OBIETTIVI
1) Secondo l'intervista su Catania e Modena, in che anno il Modena mancò la promozione in Serie A?
2) Ripeti, dall'intervista su Catania e Modena, il tratto che va da "Catania e Modena hanno avuto un" fino a "la strada giusta?".
─── TESTO DELLA PAGINA ───
Catania e Modena hanno avuto due destini paralleli, anche se in tempi diversi. I canarini, freschi di successo con la promozione in Serie B, hanno vissuto un periodo molto simile a quello vissuto dai rossazzurri nel 2017. In considerazione di ciò, abbiamo chiesto lumi ad un collega modenese, cercando analogie con quanto accaduto in Emilia qualche anno fa, e provando a capire se a Catania si sta percorrendo la strada giusta.
Il Modena ritorna in Serie B dopo anni di sofferenza. Avendo vissuto in prima persona un’esperienza del genere, ritieni sia rigeneratrice una ripartenza dagli inferi?
“Modena, così come Catania, ha vissuto anni decisamente bui. La mancata promozione in A nel 2013, ha avviato una regressione culminata con il fallimento e la radiazione. È inutile negare che la ripartenza è stata difficile, anche perché, a differenza di Catania chela radiazione è arrivata ad aprile, praticamente a campionato concluso, a Modena arrivò ad inizio stagione. Ripartire dal basso può fare soltanto bene, anziché vivacchiare, anche perché a quel punto il fallimento diventa inevitabile.
Catania e Modena hanno avuto un percorso abbastanza simile con la esclusione dal torneo. Riscontri anche tu delle analogie?
“Si, percorso analogo a parte le tempistiche, come detto pocanzi, e il fatto che, a differenza del Catania, il Modena non ha potuto disputare le sue ultime gare al Braglia per un divieto da parte del Comune. Ritengo che quando ci sono delle situazioni così complicate, non si dovrebbe procedere nemmeno con l’iscrizione, perché altrimenti poi subentrano tanti casini”.
Ci racconti qual è stato tutto l’iter che ha portato all’iscrizione del Modena in Serie D? Ritieni a Catania si stia percorrendo la strada giusta?
“Diciamo che l’iter è pressappoco simile per tutti, cambiano le possibilità che quella piazza riesce a dare, soprattutto a livello attrattivo. Il Modena, ad esempio, riuscì a ripartire dalla quarta serie, la prima dilettantistica, riuscendo dopo un po’ a ottenere nuovamente la vecchia denominazione, ovvero FC Modena. All’epoca, la nuova proprietà puntò tantissimo sui giovani. Ricordò che si acquistò parte del settore giovanile di una società locale”.
Al primo anno di Serie D il Modena non riuscì a centrare la promozione raggiungendola l’anno successivo. Quanto bisogna spendere per vincere senza patemi d’animo?
─── MATERIALE FORNITO ───
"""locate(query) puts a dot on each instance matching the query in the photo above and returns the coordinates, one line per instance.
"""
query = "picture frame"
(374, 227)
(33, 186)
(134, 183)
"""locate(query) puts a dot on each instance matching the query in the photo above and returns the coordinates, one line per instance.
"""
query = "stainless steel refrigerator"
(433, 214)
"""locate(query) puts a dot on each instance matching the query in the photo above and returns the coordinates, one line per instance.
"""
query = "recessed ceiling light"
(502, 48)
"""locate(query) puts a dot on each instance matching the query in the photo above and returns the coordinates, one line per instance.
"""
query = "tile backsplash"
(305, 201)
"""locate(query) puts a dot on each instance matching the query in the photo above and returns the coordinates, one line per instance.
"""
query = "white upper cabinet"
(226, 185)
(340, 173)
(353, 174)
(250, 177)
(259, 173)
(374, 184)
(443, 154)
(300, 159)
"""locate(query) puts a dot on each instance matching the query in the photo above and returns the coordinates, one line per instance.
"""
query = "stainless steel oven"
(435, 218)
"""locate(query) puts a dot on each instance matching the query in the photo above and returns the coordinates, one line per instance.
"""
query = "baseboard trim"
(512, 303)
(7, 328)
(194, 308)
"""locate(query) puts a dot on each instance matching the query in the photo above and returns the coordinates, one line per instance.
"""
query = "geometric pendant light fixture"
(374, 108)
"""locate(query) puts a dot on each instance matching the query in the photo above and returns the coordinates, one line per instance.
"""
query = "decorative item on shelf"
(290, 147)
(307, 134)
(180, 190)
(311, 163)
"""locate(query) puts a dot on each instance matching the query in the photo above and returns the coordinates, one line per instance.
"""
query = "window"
───
RISPOSTE AI COMPITI
1) Nel 2013.

2)
Catania e Modena hanno avuto un percorso abbastanza simile con la esclusione dal torneo. Riscontri anche tu delle analogie?
“Si, percorso analogo a parte le tempistiche, come detto pocanzi, e il fatto che, a differenza del Catania, il Modena non ha potuto disputare le sue ultime gare al Braglia per un divieto da parte del Comune. Ritengo che quando ci sono delle situazioni così complicate, non si dovrebbe procedere nemmeno con l’iscrizione, perché altrimenti poi subentrano tanti casini”.
Ci racconti qual è stato tutto l’iter che ha portato all’iscrizione del Modena in Serie D? Ritieni a Catania si stia percorrendo la strada giusta?